Assignment: The entries that follow should be reproduced exactly, with no images carried over.

Dataset records:
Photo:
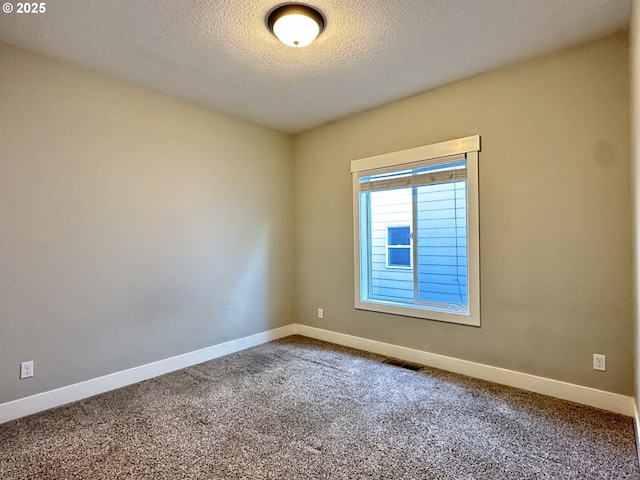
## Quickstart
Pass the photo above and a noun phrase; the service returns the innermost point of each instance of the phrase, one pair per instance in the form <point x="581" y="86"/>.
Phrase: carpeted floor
<point x="303" y="409"/>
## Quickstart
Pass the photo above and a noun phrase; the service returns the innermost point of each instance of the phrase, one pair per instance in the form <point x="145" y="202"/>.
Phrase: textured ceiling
<point x="219" y="53"/>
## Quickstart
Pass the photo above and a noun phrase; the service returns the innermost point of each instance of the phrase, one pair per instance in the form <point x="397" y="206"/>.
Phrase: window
<point x="417" y="233"/>
<point x="399" y="247"/>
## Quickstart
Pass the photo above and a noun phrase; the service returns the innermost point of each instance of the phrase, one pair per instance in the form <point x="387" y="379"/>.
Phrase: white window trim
<point x="470" y="146"/>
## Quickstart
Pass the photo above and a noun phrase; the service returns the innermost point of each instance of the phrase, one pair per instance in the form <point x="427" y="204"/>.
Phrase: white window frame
<point x="468" y="146"/>
<point x="409" y="247"/>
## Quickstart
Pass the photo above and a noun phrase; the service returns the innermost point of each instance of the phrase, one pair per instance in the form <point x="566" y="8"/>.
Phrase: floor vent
<point x="401" y="364"/>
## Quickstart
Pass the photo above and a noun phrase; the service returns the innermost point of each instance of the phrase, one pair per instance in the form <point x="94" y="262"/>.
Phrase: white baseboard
<point x="72" y="393"/>
<point x="567" y="391"/>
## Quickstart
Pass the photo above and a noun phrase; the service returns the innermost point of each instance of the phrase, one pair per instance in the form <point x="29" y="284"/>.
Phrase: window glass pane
<point x="399" y="236"/>
<point x="384" y="280"/>
<point x="399" y="257"/>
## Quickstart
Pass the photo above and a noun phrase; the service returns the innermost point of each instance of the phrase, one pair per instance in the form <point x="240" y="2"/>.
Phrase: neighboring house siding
<point x="389" y="208"/>
<point x="441" y="241"/>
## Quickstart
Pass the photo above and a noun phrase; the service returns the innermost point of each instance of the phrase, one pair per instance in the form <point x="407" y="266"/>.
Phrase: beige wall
<point x="555" y="205"/>
<point x="134" y="227"/>
<point x="635" y="180"/>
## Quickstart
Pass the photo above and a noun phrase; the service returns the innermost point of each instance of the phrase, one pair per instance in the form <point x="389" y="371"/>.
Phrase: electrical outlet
<point x="26" y="369"/>
<point x="599" y="362"/>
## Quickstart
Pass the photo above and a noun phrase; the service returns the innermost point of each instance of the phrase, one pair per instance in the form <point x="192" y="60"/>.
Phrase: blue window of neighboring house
<point x="399" y="247"/>
<point x="417" y="232"/>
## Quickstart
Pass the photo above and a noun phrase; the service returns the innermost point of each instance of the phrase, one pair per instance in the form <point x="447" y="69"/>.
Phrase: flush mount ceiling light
<point x="295" y="24"/>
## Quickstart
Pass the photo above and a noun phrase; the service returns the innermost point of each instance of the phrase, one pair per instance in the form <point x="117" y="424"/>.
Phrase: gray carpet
<point x="303" y="409"/>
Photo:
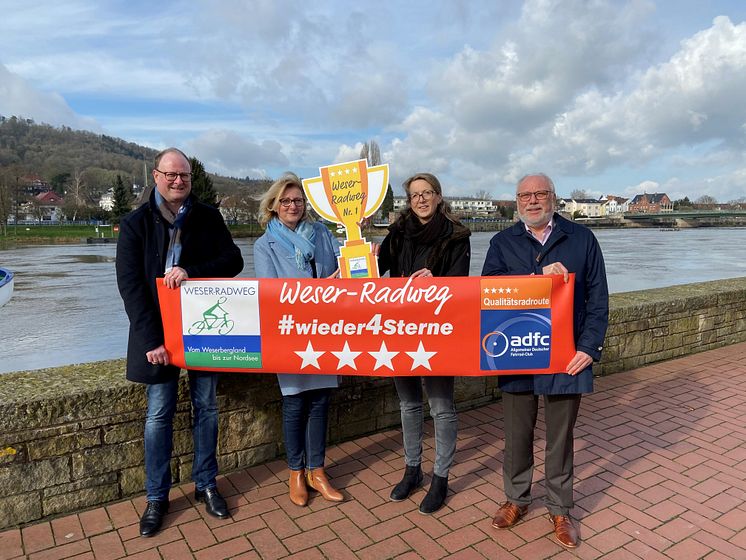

Exercise response:
Photo:
## Quickstart
Pass the photo above and a noun phrase; the service returns the innermost point of each instance of the phrase, one pair per instance in the form <point x="581" y="86"/>.
Phrase: carpeted floor
<point x="303" y="409"/>
## Quickstart
Pass the photo above and a noun phrase; the service returns the innermost point of each instance of the phrase, one pair per instance in the form <point x="145" y="202"/>.
Phrase: textured ceiling
<point x="219" y="53"/>
## Quickstart
Pass the photo above and a noun phrase; the service returns the innermost point of each instance of the phrase, one pair per instance in the form <point x="397" y="206"/>.
Phrase: window
<point x="417" y="233"/>
<point x="399" y="247"/>
## Quickstart
Pass the photo above and a noun phrase; the service returns the innermost point of each instance of the phrase, one pair per instance in the form <point x="387" y="379"/>.
Phrase: white window trim
<point x="470" y="146"/>
## Quickstart
Pass the photo above and a noun phrase; the service returns the innermost point of each instance of the phrase, one pair per instance in the form <point x="427" y="204"/>.
Phrase: white window frame
<point x="468" y="146"/>
<point x="409" y="247"/>
## Quickstart
Pass the photo above and a noun phrase; the service returns the innermost point of each instance of the phrase, one pair per instance in the form <point x="566" y="8"/>.
Phrase: floor vent
<point x="401" y="364"/>
## Quickstart
Pass the photo above and a noun phrase; the service returns the innermost point of each instance of the phrase, one pair per instance in the form <point x="94" y="262"/>.
Phrase: white baseboard
<point x="72" y="393"/>
<point x="567" y="391"/>
## Quickstart
Pass the photo above and a noun phrase; the service returns the innermost point of each instance of the phrase, one pair per instance in the form <point x="29" y="284"/>.
Phrase: window glass pane
<point x="399" y="236"/>
<point x="384" y="280"/>
<point x="399" y="257"/>
## Quickstart
Pass the photo above and a noun phrase; the service returns the innermost point of each instance of the phrase, one pair per instance in the form <point x="240" y="2"/>.
Phrase: neighboring house siding
<point x="389" y="208"/>
<point x="441" y="241"/>
## Quickstart
Pass the photo above and a noun phrase; the service returns the innermost point of each instance of the phrase, one pair per instance in the form <point x="407" y="266"/>.
Phrase: beige wall
<point x="555" y="205"/>
<point x="134" y="227"/>
<point x="635" y="180"/>
## Quickstart
Pass the photo above and a noun phrase; the service returns the innermost point of each instance of the phrase, one pair per instance in the form <point x="389" y="371"/>.
Phrase: electrical outlet
<point x="26" y="369"/>
<point x="599" y="362"/>
## Quickstart
Pass the photo above and a noun phrase; the service returns the innermost point of each instance of the phrase, one pair per instance in the form <point x="192" y="60"/>.
Phrase: blue window of neighboring house
<point x="399" y="247"/>
<point x="417" y="232"/>
## Quickstart
Pass the photo above and a noun phrase; the service returns the innermost point of each instance of the phrase, one pair per instance in the form <point x="447" y="69"/>.
Phrase: flush mount ceiling light
<point x="295" y="24"/>
## Quickstart
Pass the photo above and a noun phrase; the service returns the innermost point of each instance of the phrase, one pair per instance in the form <point x="117" y="424"/>.
Phrase: gray carpet
<point x="303" y="409"/>
Photo:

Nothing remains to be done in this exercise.